> _To be done_: Can you render every line of the items below as a numbered list, leaving out any blank lines?

-- Begin Provided records --

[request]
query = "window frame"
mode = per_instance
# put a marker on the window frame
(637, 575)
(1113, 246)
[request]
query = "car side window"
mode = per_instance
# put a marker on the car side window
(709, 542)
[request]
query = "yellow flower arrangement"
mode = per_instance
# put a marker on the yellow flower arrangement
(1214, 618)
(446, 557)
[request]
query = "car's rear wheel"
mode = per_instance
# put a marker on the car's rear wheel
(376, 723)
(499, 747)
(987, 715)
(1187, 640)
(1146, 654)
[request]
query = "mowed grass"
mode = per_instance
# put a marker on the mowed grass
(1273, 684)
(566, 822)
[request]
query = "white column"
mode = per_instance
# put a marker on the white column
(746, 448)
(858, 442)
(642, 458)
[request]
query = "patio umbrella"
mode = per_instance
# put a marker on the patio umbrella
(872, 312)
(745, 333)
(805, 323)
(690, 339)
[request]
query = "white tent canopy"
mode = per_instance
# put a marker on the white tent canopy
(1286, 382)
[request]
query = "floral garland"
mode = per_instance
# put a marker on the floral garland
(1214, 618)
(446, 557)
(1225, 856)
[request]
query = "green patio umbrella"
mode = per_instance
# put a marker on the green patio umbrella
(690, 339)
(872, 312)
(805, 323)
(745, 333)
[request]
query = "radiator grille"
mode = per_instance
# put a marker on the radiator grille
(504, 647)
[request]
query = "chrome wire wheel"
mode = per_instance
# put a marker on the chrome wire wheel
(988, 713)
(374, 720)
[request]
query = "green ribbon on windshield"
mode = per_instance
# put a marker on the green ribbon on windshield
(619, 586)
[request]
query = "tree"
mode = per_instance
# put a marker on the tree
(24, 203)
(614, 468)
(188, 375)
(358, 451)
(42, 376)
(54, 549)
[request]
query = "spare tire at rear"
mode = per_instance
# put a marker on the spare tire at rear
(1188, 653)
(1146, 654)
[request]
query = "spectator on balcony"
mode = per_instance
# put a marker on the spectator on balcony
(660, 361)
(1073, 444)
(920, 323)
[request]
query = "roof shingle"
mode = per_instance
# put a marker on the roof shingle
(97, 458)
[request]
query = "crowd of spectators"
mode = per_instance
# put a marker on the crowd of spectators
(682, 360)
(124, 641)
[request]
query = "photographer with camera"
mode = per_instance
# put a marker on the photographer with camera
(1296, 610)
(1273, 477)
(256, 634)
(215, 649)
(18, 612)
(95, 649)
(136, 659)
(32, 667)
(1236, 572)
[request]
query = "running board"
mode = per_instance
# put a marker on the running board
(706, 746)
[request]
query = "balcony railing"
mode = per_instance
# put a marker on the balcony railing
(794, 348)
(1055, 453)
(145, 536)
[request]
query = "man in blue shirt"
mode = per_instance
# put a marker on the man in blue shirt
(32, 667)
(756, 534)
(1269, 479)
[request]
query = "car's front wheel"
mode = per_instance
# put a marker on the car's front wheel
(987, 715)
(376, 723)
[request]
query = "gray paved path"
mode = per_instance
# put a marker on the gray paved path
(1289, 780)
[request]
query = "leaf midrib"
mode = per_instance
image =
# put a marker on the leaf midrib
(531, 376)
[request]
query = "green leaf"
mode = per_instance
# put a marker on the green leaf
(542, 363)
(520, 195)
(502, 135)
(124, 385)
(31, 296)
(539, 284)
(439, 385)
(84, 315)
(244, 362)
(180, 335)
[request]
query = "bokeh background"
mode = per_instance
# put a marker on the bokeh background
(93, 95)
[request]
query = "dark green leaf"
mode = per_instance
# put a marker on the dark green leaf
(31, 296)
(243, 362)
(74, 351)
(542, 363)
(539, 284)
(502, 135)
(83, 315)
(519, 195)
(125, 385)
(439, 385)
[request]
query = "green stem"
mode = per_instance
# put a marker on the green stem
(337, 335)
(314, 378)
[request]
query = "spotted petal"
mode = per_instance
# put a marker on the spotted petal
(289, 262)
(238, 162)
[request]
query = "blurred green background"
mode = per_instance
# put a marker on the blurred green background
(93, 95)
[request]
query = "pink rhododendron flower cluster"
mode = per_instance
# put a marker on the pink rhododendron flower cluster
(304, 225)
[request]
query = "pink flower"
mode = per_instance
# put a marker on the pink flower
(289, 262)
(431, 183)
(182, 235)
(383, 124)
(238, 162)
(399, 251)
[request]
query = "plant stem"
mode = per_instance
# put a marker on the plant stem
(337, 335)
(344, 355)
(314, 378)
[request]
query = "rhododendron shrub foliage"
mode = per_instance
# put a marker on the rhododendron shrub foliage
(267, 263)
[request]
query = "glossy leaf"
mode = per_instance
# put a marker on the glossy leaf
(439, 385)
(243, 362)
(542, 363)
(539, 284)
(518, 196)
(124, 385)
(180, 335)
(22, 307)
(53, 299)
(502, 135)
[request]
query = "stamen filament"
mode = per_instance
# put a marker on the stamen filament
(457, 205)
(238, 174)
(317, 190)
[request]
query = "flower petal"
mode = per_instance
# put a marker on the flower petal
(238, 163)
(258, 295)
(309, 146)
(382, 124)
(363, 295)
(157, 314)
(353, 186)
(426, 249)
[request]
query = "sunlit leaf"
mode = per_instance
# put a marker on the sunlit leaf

-- End Provided records --

> _Final result_:
1. [request]
2. query = "window frame"
3. mode = per_instance
4. # put a marker on the window frame
5. (637, 575)
6. (1113, 246)
7. [request]
8. query = "car side window"
9. mode = per_instance
10. # put a marker on the car side window
11. (709, 542)
12. [request]
13. query = "yellow flower arrangement"
14. mode = per_instance
15. # put a marker on the yellow flower arrangement
16. (1214, 618)
17. (446, 557)
18. [request]
19. query = "car's rear wheel"
20. mode = per_instance
21. # put a marker on the car's rear wheel
22. (376, 723)
23. (499, 747)
24. (987, 715)
25. (1187, 640)
26. (1146, 654)
27. [request]
28. query = "mowed grass"
29. mode = per_instance
30. # put a marker on the mowed grass
31. (1273, 684)
32. (566, 822)
33. [request]
34. query = "white column"
35. mode = per_instance
36. # put a marker on the white column
37. (746, 448)
38. (858, 442)
39. (642, 458)
40. [request]
41. query = "patio umbrella"
42. mode = per_instance
43. # put a marker on the patio umbrella
44. (872, 312)
45. (745, 333)
46. (805, 323)
47. (690, 339)
48. [request]
49. query = "white tent canopy"
50. mode = per_instance
51. # put a marker on the white tent canopy
52. (1286, 382)
53. [request]
54. query = "floral garland"
55. mode = per_instance
56. # put a marker on the floral garland
57. (1214, 618)
58. (446, 557)
59. (1225, 856)
60. [request]
61. query = "green patio umbrella"
62. mode = per_instance
63. # put a marker on the green patio umbrella
64. (690, 339)
65. (872, 312)
66. (805, 323)
67. (745, 333)
68. [request]
69. query = "radiator grille"
70. mode = per_instance
71. # put a marker on the radiator grille
72. (504, 647)
73. [request]
74. query = "chrome wire wheel"
75. mode = per_instance
76. # put a marker on the chrome wire wheel
77. (988, 713)
78. (374, 720)
79. [request]
80. query = "green ribbon on windshield"
81. mode = per_instance
82. # put a marker on the green ribbon on windshield
83. (619, 586)
84. [request]
85. query = "tree"
86. mode = per_instance
87. # put a marker on the tree
88. (24, 203)
89. (614, 468)
90. (188, 375)
91. (358, 451)
92. (42, 376)
93. (54, 549)
94. [request]
95. query = "spare tire at rear"
96. mode = per_instance
97. # put a marker on the spare tire at rear
98. (1188, 653)
99. (1146, 654)
100. [request]
101. query = "spectator on balcony"
102. mode = per_instance
103. # put a marker on the spectator on balcony
104. (660, 361)
105. (1073, 444)
106. (920, 323)
107. [request]
108. query = "roof shingle"
109. mode = per_instance
110. # put a marker on the roof shingle
111. (97, 458)
112. [request]
113. query = "crowd of spectators"
114. mode = per_instance
115. # put a marker on the crowd of spectators
116. (682, 360)
117. (124, 641)
118. [request]
119. query = "photographer with camera"
120. mode = per_instance
121. # put a marker on the photographer with camera
122. (1296, 610)
123. (1273, 477)
124. (256, 634)
125. (215, 649)
126. (18, 612)
127. (95, 649)
128. (136, 659)
129. (32, 667)
130. (1236, 572)
131. [request]
132. query = "running board"
133. mode = per_instance
134. # put a marker on the running board
135. (706, 746)
136. [request]
137. query = "balcony railing"
138. mode = per_instance
139. # put a marker on the balcony railing
140. (794, 348)
141. (1055, 453)
142. (145, 536)
143. [request]
144. query = "man in blue shirt"
145. mode = per_instance
146. # put a marker on the man in blue shirt
147. (32, 667)
148. (756, 534)
149. (1269, 479)
150. [request]
151. query = "car's front wheel"
152. mode = per_instance
153. # put a marker on the car's front wheel
154. (987, 715)
155. (376, 723)
156. [request]
157. query = "gray paved path"
158. mode = per_instance
159. # put a marker on the gray paved path
160. (1289, 780)
161. [request]
162. query = "leaf midrib"
163. mode = per_instance
164. image =
165. # put a marker on the leaf midrib
166. (531, 376)
167. [request]
168. query = "green leaf"
169. mode = per_instance
170. # put a marker on the green leaf
171. (542, 363)
172. (520, 195)
173. (502, 135)
174. (124, 385)
175. (31, 296)
176. (539, 284)
177. (439, 385)
178. (84, 315)
179. (244, 362)
180. (180, 335)
181. [request]
182. query = "bokeh background"
183. mode = per_instance
184. # put a marker on the bokeh background
185. (93, 95)
186. [request]
187. query = "dark green leaf"
188. mode = per_instance
189. # put a marker on the dark green leaf
190. (31, 296)
191. (243, 362)
192. (74, 351)
193. (542, 363)
194. (539, 284)
195. (502, 135)
196. (83, 315)
197. (519, 195)
198. (125, 385)
199. (439, 385)
200. [request]
201. query = "green stem"
202. mode = per_instance
203. # put a marker on the green stem
204. (337, 335)
205. (314, 378)
206. [request]
207. query = "spotted petal"
208. mode = per_instance
209. # put a marker on the spotted petal
210. (289, 262)
211. (238, 162)
212. [request]
213. query = "blurred green background"
214. mode = per_instance
215. # put a marker on the blurred green background
216. (93, 95)
217. [request]
218. query = "pink rhododendron flower cluster"
219. mode = per_instance
220. # put a marker on the pink rhododendron flower cluster
221. (304, 225)
222. [request]
223. query = "pink flower"
224. mode = per_instance
225. # put a marker on the pink flower
226. (289, 262)
227. (431, 183)
228. (182, 235)
229. (383, 124)
230. (238, 162)
231. (399, 251)
232. [request]
233. query = "plant stem"
234. mode = per_instance
235. # put a marker on the plant stem
236. (337, 335)
237. (344, 355)
238. (314, 378)
239. [request]
240. query = "rhododendron shrub foliage"
241. mode = per_instance
242. # put a marker on the rhododendron shrub foliage
243. (267, 263)
244. [request]
245. query = "glossy leaf"
246. mode = per_instance
247. # put a marker on the glossy leaf
248. (439, 385)
249. (243, 362)
250. (542, 363)
251. (539, 284)
252. (518, 196)
253. (124, 385)
254. (180, 335)
255. (22, 307)
256. (53, 299)
257. (502, 135)
258. [request]
259. query = "stamen filament"
260. mode = per_instance
261. # put a marker on the stamen filament
262. (457, 205)
263. (238, 174)
264. (317, 190)
265. [request]
266. query = "flower petal"
267. mode = per_instance
268. # put a marker on the flower petal
269. (238, 163)
270. (258, 295)
271. (309, 146)
272. (382, 124)
273. (363, 295)
274. (157, 314)
275. (353, 186)
276. (426, 249)
277. [request]
278. query = "sunlit leaf"
279. mode = per_instance
280. # put a marker on the sunlit leaf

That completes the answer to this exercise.